* Tugas: Sebutkan tahun kelahiran penulis menurut teks tentang peringatan Reformasi.

* Teks yang Diberikan:
Oleh: Amri Alfarisi (Wakil Sekretaris I Karang Taruna Kabupaten Lampung Selatan)
Tanggal 21 Mei selalu menghadirkan nostalgia sejarah di lini masa saya. Gambar mahasiswa memanjat pagar DPR, kepulan gas air mata, hingga orasi-orasi lantang yang menggema di pelataran Senayan kembali berseliweran. Hari ini menandai peringatan Reformasi—momen ketika rakyat Indonesia bersatu menyatakan cukup terhadap kepemimpinan yang terlalu lama bercokol di tampuk kekuasaan.
Saya lahir pada tahun 1997. Ketika reformasi pecah pada 1998, usia saya bahkan belum genap setahun. Menghafal Pancasila pun belum bisa, apalagi meneriakkan “Turunkan Soeharto!” seperti para mahasiswa yang turun ke jalan kala itu. Namun kisah perjuangan mereka tetap saya pelajari, saya resapi dari buku, diskusi kampus, dan dokumenter yang kadang lebih menyentuh dibanding sinetron televisi.
Sebagai kader Karang Taruna di Kabupaten Lampung Selatan, saya cukup akrab dengan isu kepemudaan, pembangunan desa, hingga urusan rapat yang tak pernah absen dari gorengan dan aroma kopi. Namun di tengah semua itu, saya kerap bertanya dalam hati: ke mana perginya semangat reformasi yang dulu begitu membara?
Coba kita tengok kondisi sekarang. Banyak anak muda lebih hafal nama selebgram ketimbang menteri yang sedang menjabat. Jari lebih lincah menggulir TikTok daripada membuka portal berita. Dulu, turun ke jalan adalah bentuk perlawanan. Sekarang, bisa jadi karena sinyal WiFi di rumah sedang buruk.

* Bahan yang Diberikan:
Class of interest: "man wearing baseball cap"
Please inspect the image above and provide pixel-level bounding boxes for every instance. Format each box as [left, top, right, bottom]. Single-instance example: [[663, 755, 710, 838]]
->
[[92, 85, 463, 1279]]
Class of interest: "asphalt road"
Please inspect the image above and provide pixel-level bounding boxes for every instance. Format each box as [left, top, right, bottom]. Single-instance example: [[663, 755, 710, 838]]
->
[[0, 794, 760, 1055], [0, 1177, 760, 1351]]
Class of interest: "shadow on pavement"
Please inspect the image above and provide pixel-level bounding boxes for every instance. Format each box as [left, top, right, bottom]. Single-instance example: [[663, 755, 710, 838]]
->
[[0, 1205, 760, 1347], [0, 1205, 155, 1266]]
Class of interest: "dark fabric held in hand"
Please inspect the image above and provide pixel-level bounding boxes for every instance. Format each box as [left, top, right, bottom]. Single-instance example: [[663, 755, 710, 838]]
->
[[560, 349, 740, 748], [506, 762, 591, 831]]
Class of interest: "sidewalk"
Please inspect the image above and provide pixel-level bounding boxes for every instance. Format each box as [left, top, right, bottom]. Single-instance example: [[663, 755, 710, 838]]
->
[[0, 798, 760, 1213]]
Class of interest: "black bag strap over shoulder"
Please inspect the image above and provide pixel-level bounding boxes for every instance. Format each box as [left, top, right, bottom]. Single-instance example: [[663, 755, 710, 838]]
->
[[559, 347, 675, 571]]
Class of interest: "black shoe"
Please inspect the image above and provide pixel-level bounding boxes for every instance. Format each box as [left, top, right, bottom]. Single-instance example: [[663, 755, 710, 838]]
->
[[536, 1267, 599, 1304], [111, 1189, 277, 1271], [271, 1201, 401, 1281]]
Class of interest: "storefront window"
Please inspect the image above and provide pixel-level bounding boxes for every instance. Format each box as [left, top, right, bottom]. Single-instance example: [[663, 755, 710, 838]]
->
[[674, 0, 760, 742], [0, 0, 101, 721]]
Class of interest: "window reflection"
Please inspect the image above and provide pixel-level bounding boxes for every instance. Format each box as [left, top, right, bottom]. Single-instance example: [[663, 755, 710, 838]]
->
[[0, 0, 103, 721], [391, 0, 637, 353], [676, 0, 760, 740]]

* Jawaban Anda: Penulis lahir pada tahun 1997.